→ **Records**:

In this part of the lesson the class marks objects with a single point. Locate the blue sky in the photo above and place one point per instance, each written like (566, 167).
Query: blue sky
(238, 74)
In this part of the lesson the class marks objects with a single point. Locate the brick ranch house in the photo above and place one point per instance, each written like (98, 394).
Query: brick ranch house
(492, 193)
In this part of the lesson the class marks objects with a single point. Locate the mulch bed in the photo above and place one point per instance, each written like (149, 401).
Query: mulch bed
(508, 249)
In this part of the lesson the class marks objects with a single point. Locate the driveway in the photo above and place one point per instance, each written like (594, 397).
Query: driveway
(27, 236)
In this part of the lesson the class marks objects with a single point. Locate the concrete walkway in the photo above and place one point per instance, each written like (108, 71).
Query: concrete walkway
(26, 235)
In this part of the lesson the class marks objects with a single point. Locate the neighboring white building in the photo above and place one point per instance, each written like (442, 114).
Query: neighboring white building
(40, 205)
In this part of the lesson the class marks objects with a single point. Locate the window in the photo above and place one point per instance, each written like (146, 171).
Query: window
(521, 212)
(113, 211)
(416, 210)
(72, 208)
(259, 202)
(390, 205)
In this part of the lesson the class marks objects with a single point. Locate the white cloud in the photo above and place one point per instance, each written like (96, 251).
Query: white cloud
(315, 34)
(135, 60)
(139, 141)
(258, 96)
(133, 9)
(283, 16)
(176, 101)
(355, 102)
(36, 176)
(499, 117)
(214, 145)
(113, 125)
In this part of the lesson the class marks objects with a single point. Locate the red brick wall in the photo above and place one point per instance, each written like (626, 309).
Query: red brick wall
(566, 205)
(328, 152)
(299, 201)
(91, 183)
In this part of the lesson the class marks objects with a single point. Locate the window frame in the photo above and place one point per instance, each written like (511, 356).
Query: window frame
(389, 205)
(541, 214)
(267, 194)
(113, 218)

→ **Task to carry out**: Recopy the entries above in their entirety, exactly.

→ **Solution to this problem**:
In this part of the lesson the class marks objects with a single point. Locate the blue sky in the photo above and place one point per instance, each written like (566, 167).
Query: blue sky
(238, 74)
In this part of the lesson the class marks objects with a single point. Locate the brick ranch house in the photo above and place one point per instance, each written like (98, 394).
Query: brick ranch house
(492, 193)
In this part of the lesson the class marks objects with a single point. Locate the mulch bed in the photo above and place one point per instance, each written like (149, 401).
Query: mulch bed
(508, 249)
In this part of the lesson the class marks objects with a single point. Locate the driveway in the photo above and place one point per instance, each written like (594, 397).
Query: driveway
(27, 236)
In this part of the lesson the class marks objects with a single point. Locate the concrete walkway in the photo above and place one point per instance, each written like (108, 71).
Query: concrete walkway
(26, 235)
In this part of the lesson the class marks objects with a single point. Locate the neighboring white building in the photo above and place one point per instance, each written like (442, 114).
Query: neighboring white building
(40, 205)
In this part of the lesson the class marks objects with a single point. Locate the window in the photo above and place one point per instance, each written like (146, 171).
Query: window
(521, 212)
(113, 211)
(416, 210)
(72, 208)
(259, 202)
(390, 205)
In this part of the lesson the class marks objects with a single point. Locate the white cloud in the photo above and place one point per instance, each written like (96, 251).
Query: white cloud
(315, 34)
(135, 60)
(139, 141)
(258, 96)
(133, 9)
(283, 16)
(176, 101)
(355, 102)
(36, 176)
(499, 117)
(214, 145)
(113, 125)
In this part of the lesson the class marks objects with a single point. Locate the red brick wall in the photo above and place one point per instance, each written like (626, 309).
Query: red brick wall
(566, 205)
(328, 152)
(299, 201)
(91, 183)
In this part of the lesson the class marks objects with a single point. Locate the window frame in the photo above and place one point per instance, each written like (511, 356).
Query: window frame
(389, 205)
(541, 214)
(267, 194)
(113, 218)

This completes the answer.